== SOURCE EXTRACT ==
○ ○ ○ ○ ○
Professor Peiris’s volume, reviewed here, provides us with a fresh look at these ethnonationalist conflicts and collective violence in South Asia, and more importantly, in the context of the processes of state-building in the post-colonial era; and state construction under pressure as in India and Pakistan and in Bangladesh. He has studied several collections of data on these states that few other scholars, South Asian or European or American have handled on this scale and with the same competence. In the process of dealing with this data and making them understandable to readers he provides sets of useful and illuminating tables; and in dealing with political conflicts that have been part of the history of South Asia, under colonial rule and independent of colonial rule, he also provides the reader with several maps and sketch maps not normally provided by scholars dealing with such a wide collection of states. Indeed these sketch maps by themselves make his monograph most useful to readers—whether they be undergraduates, post-graduates or general readers—who will find these sketch maps very useful to their own efforts at understanding the issues and themes Professor Peiris deals with in his monograph. Indeed these sketch maps on their own make this monograph a notable contribution to scholarship. One seldom comes across a collection of illustrations designed to aid the understanding of such a complex set of problems as those provided by Professor Peiris.
○ ○ ○ ○ ○
== DATA SUPPLIED ==
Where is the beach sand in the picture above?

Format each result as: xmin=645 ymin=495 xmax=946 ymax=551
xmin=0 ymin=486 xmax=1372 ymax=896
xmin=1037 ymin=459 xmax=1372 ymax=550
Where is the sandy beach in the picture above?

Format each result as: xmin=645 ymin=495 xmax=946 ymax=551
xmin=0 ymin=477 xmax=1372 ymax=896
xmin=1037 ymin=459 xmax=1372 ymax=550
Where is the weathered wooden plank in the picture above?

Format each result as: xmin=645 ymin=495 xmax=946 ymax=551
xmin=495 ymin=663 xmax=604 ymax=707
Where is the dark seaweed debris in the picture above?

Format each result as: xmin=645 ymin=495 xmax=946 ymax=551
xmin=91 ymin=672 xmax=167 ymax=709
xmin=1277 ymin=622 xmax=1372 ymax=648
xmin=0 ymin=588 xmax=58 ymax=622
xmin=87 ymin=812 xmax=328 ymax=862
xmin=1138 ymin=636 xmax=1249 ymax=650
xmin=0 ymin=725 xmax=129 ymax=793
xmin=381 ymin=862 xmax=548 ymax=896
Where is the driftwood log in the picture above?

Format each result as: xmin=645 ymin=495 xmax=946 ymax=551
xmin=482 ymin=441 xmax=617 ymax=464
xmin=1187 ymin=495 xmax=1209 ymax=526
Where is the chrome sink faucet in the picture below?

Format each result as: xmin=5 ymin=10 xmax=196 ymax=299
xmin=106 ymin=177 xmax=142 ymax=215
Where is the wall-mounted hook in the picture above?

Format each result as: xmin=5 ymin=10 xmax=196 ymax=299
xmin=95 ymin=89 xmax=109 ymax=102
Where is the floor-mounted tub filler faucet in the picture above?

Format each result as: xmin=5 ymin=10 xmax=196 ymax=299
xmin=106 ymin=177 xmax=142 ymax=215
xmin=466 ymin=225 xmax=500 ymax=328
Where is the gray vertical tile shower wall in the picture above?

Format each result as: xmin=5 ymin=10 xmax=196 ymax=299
○ ○ ○ ○ ○
== JOB 1 ==
In the review of Professor Peiris's volume, what does he provide besides tables that scholars dealing with such a wide collection of states do not normally provide?
== JOB 2 ==
In the rows, starting with the line containing "Where is the chrome" and going on through the end of the rows, replace "faucet" with "tap", and return only those lines.
The rows are unrelated to the text.

== RESULT 1 ==
He provides several maps and sketch maps.

== RESULT 2 ==
Where is the chrome sink tap in the picture below?

Format each result as: xmin=5 ymin=10 xmax=196 ymax=299
xmin=106 ymin=177 xmax=142 ymax=215
Where is the wall-mounted hook in the picture above?

Format each result as: xmin=5 ymin=10 xmax=196 ymax=299
xmin=95 ymin=89 xmax=109 ymax=102
Where is the floor-mounted tub filler tap in the picture above?

Format each result as: xmin=5 ymin=10 xmax=196 ymax=299
xmin=106 ymin=177 xmax=142 ymax=215
xmin=466 ymin=225 xmax=500 ymax=328
Where is the gray vertical tile shower wall in the picture above?

Format each result as: xmin=5 ymin=10 xmax=196 ymax=299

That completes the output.